Reproduce every line of the material below verbatim.

## BEGIN ROWS

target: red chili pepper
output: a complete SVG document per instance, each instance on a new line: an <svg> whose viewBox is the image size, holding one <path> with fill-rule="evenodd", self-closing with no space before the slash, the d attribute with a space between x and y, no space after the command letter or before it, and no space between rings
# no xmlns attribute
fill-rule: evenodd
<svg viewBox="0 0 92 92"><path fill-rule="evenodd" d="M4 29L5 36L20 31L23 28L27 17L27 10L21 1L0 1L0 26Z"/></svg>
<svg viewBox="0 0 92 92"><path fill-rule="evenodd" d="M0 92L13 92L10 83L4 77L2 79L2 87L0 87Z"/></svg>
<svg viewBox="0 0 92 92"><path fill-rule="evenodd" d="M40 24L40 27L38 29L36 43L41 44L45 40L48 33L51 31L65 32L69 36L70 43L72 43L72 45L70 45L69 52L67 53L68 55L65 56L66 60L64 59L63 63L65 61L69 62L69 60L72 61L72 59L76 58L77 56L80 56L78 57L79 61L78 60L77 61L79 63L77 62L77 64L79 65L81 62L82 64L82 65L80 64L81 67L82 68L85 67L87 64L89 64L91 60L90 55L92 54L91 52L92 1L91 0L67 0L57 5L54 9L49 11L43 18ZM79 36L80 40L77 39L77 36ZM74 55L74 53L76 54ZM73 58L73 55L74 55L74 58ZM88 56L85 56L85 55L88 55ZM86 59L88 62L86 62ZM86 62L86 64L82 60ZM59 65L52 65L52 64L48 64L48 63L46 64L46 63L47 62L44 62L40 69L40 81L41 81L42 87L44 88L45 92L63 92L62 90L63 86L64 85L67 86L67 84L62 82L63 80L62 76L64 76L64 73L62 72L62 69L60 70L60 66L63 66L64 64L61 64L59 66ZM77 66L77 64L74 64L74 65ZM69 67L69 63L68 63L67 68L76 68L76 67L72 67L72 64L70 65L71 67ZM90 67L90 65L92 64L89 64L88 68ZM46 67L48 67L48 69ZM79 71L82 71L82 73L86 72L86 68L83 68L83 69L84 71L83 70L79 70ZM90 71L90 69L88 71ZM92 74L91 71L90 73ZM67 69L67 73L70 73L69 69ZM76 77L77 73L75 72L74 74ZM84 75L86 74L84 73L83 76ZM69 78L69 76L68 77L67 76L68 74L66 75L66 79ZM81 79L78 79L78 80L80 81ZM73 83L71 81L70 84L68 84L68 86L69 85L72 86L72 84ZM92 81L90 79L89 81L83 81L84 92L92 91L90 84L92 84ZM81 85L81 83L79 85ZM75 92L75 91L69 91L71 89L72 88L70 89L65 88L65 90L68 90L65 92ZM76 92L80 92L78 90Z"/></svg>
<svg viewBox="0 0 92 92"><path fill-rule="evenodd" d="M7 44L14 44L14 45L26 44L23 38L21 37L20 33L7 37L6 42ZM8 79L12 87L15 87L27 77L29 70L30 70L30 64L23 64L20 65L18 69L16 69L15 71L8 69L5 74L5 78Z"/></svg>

## END ROWS

- _ANSWER TO THE PROBLEM_
target: red chili pepper
output: a complete SVG document per instance, each instance on a new line: an <svg> whose viewBox is the image size, holding one <path> with fill-rule="evenodd", self-closing with no space before the slash, the d attribute with a space between x and y, no space after the command letter or before it, and no space between rings
# no xmlns attribute
fill-rule: evenodd
<svg viewBox="0 0 92 92"><path fill-rule="evenodd" d="M4 29L5 36L20 31L23 28L27 17L27 10L21 1L0 1L0 26Z"/></svg>
<svg viewBox="0 0 92 92"><path fill-rule="evenodd" d="M0 92L13 92L10 83L4 77L2 79L2 87L0 87Z"/></svg>
<svg viewBox="0 0 92 92"><path fill-rule="evenodd" d="M40 24L40 27L38 29L36 43L41 44L45 40L48 33L51 31L65 32L69 36L70 43L72 43L72 45L70 45L69 52L67 53L68 55L65 56L66 60L64 59L63 63L65 61L69 62L69 60L72 61L72 59L76 58L77 56L80 56L78 57L79 61L78 60L77 61L79 63L77 62L77 64L79 65L81 62L82 64L82 65L80 64L81 67L82 68L85 67L87 64L89 64L91 60L90 55L92 54L91 52L92 1L91 0L67 0L57 5L54 9L49 11L43 18ZM79 36L80 40L77 39L77 36ZM74 55L74 53L76 54ZM73 58L73 55L74 55L74 58ZM88 56L85 56L85 55L88 55ZM86 59L88 62L86 62ZM86 62L86 64L82 60ZM59 65L52 65L52 64L48 64L48 63L46 64L46 63L47 62L44 62L40 69L40 81L41 81L42 87L44 88L45 92L63 92L62 90L63 86L64 85L67 86L67 84L62 82L63 80L62 76L64 76L64 73L62 72L62 69L60 70L60 66L63 66L64 64L61 64L59 66ZM77 66L77 64L74 64L74 65ZM69 67L69 63L68 63L67 68L76 68L76 67L72 67L72 64L70 65L71 67ZM90 67L90 65L92 64L89 64L88 68ZM46 67L48 67L48 69ZM79 71L82 71L82 73L86 72L86 68L83 68L83 69L84 71L83 70L79 70ZM90 71L90 69L88 71ZM92 74L91 71L90 73ZM67 69L67 73L70 73L69 69ZM76 77L77 73L75 72L74 74ZM84 75L86 74L84 73L83 76ZM69 78L69 76L68 77L67 76L68 74L66 75L66 79ZM81 79L78 79L78 80L80 81ZM73 83L71 81L70 84L68 84L68 86L69 85L72 86L72 84ZM92 81L90 79L89 81L83 81L84 92L92 91L90 84L92 84ZM81 85L81 83L79 85ZM75 92L75 91L69 91L71 89L72 88L70 89L65 88L65 90L68 90L65 92ZM76 92L80 92L78 90Z"/></svg>
<svg viewBox="0 0 92 92"><path fill-rule="evenodd" d="M7 44L14 44L14 45L26 44L23 38L21 37L20 33L7 37L6 42ZM8 79L12 87L15 87L27 77L29 70L30 70L30 64L23 64L20 65L18 69L16 69L15 71L8 69L5 74L5 78Z"/></svg>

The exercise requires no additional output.